━━━ Data provided ━━━
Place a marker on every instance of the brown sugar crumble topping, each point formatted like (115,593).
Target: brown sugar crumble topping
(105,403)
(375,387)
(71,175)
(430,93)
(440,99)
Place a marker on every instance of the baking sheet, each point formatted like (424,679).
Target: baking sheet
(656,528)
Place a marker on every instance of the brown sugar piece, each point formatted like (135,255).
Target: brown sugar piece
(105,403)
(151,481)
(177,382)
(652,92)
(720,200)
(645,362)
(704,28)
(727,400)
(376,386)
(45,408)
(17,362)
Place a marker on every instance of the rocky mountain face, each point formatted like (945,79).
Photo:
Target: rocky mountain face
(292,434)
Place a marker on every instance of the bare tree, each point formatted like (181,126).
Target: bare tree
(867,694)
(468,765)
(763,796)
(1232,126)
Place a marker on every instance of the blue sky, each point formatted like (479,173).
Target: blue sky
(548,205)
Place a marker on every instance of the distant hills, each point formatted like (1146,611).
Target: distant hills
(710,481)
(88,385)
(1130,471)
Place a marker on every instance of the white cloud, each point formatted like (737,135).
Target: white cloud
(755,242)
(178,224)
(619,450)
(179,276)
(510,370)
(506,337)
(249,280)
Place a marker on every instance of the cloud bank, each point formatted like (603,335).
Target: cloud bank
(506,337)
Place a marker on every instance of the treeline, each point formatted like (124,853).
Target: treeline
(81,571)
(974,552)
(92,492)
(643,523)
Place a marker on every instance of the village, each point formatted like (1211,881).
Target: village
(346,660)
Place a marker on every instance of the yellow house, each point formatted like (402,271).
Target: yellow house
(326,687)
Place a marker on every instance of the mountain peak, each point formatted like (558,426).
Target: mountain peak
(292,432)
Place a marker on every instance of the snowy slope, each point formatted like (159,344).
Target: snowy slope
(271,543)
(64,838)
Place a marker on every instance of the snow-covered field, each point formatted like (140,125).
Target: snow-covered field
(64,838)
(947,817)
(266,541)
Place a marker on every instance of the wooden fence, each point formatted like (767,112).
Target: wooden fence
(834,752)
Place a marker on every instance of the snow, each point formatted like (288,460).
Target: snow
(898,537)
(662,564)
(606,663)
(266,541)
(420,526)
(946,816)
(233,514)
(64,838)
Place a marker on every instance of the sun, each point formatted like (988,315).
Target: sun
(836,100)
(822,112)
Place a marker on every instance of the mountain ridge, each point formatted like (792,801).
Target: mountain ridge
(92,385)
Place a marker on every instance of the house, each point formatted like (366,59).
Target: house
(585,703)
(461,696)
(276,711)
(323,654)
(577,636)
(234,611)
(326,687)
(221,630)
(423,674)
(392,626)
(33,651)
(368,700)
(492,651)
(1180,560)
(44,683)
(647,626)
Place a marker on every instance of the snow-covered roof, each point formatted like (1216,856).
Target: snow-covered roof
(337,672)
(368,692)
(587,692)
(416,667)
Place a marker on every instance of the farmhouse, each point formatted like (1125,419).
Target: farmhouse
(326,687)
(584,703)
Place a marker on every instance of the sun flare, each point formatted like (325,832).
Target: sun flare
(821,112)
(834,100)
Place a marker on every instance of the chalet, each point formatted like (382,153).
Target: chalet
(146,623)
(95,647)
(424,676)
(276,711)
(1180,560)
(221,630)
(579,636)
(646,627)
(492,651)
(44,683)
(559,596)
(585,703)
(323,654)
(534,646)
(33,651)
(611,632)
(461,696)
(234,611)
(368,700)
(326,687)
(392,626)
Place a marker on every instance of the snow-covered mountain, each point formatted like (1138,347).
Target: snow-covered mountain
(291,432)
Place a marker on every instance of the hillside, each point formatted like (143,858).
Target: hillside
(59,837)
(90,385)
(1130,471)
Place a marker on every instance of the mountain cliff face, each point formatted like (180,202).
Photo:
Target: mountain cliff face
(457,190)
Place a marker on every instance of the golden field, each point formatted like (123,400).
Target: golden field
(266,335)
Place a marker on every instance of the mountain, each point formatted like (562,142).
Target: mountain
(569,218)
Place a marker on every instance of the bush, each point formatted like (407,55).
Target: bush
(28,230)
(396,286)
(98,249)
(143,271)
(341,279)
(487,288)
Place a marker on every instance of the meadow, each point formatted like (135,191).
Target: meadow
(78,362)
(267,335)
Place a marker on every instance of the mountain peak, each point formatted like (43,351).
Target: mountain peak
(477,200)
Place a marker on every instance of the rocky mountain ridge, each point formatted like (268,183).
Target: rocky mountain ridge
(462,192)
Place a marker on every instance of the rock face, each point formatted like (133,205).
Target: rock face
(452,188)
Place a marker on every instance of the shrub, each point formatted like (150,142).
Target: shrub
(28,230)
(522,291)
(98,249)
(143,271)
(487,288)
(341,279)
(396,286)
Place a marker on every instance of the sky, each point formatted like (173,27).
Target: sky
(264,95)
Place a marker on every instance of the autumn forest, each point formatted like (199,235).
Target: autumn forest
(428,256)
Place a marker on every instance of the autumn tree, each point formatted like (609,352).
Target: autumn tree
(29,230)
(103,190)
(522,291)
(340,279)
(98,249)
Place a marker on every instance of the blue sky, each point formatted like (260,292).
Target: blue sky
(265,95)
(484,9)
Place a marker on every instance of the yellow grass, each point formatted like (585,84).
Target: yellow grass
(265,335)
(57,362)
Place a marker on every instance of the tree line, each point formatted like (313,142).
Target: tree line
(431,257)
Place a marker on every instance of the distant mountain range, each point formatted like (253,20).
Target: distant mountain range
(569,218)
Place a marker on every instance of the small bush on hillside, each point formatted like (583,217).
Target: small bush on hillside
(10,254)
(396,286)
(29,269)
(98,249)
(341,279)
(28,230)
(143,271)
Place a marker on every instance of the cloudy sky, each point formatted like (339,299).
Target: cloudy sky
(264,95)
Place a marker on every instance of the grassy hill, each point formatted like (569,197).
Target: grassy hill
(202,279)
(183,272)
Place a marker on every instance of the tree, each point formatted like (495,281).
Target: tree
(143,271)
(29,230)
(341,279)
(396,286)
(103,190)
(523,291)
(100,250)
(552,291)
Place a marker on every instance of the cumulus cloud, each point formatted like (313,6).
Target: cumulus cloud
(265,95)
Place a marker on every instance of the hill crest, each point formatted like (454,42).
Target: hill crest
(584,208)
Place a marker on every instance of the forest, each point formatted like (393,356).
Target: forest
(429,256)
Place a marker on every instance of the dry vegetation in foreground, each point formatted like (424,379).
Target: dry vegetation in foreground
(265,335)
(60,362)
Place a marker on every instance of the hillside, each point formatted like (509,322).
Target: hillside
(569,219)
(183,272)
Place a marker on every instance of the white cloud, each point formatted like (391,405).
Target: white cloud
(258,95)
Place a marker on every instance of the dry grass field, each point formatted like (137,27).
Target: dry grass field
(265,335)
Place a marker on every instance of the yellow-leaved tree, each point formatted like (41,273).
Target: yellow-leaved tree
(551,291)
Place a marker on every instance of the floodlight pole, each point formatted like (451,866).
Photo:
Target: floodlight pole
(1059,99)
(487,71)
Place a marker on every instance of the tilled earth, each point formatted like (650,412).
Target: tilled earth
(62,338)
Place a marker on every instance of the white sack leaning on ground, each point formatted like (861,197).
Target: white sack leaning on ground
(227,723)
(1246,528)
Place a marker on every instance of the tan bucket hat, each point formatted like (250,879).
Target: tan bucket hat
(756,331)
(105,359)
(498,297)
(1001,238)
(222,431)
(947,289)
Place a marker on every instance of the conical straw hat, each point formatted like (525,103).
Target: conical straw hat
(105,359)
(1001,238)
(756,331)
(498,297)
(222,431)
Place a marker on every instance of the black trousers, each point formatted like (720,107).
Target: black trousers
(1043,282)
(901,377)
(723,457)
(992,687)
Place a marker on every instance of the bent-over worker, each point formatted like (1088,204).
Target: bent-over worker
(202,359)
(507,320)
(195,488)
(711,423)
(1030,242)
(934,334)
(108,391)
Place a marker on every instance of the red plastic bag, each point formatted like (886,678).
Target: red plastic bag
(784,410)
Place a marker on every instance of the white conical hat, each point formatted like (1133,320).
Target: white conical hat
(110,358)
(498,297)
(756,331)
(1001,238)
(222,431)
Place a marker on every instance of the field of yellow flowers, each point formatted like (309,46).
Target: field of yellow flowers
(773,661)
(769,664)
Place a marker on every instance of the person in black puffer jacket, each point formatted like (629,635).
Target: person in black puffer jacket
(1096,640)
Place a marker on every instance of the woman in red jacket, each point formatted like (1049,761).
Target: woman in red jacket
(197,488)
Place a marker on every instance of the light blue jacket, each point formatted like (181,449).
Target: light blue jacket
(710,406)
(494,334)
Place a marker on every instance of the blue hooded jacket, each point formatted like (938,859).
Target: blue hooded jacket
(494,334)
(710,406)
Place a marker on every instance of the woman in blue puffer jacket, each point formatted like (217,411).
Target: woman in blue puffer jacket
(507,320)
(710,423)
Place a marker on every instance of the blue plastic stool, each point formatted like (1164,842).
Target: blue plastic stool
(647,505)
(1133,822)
━━━
> [Given exercise]
Copy out exactly the lines running from the line with "Place a marker on every instance of the tan" to the end of the records, inclusive.

> [Result of the exercise]
Place a marker on every instance of the tan bucket hat, each point formatted like (250,879).
Target: tan bucket hat
(756,331)
(105,359)
(498,297)
(1001,238)
(222,431)
(947,289)
Place a marker on every instance of the conical straw hat, each point formatted like (525,103).
Target: conical straw hat
(105,359)
(1001,238)
(756,331)
(498,297)
(222,431)
Place a marker on every instance of the black trousers, each point formatted like (720,107).
Target: black trousers
(1043,282)
(901,377)
(723,457)
(992,687)
Place a marker on every instance of the bent-over worker, each point formatted like (1088,204).
Target: bent-over worker
(202,359)
(507,320)
(195,488)
(711,423)
(1030,242)
(934,334)
(108,391)
Place a marker on every instance of the red plastic bag, each point formatted like (886,678).
Target: red plastic bag
(784,410)
Place a marker on every instance of the white conical hat, each point formatted like (1133,320).
Target: white conical hat
(110,358)
(498,297)
(756,331)
(1001,238)
(222,431)
Place a marker on every instance of the field of yellow flowers, each point formatted like (309,46).
Target: field of yellow flowers
(773,661)
(769,664)
Place a marker on every instance of the person in black puffer jacket, each point formatted like (629,635).
Target: person in black puffer jacket
(1096,640)
Place a marker on every instance of the woman in red jacket, each point formatted like (1049,761).
Target: woman in red jacket
(197,488)
Place a marker on every instance of the light blue jacket, each point formatted like (181,449).
Target: light blue jacket
(710,406)
(494,334)
Place a marker on every instance of the blue hooded jacket, each point formatted like (938,859).
Target: blue hooded jacket
(494,334)
(710,406)
Place a marker on every instance of the woman in blue puffer jacket, each point formatted like (217,411).
Target: woman in blue puffer jacket
(507,320)
(710,423)
Place a marker on every instance of the blue plastic stool, each point formatted like (1164,842).
Target: blue plastic stool
(647,505)
(1133,822)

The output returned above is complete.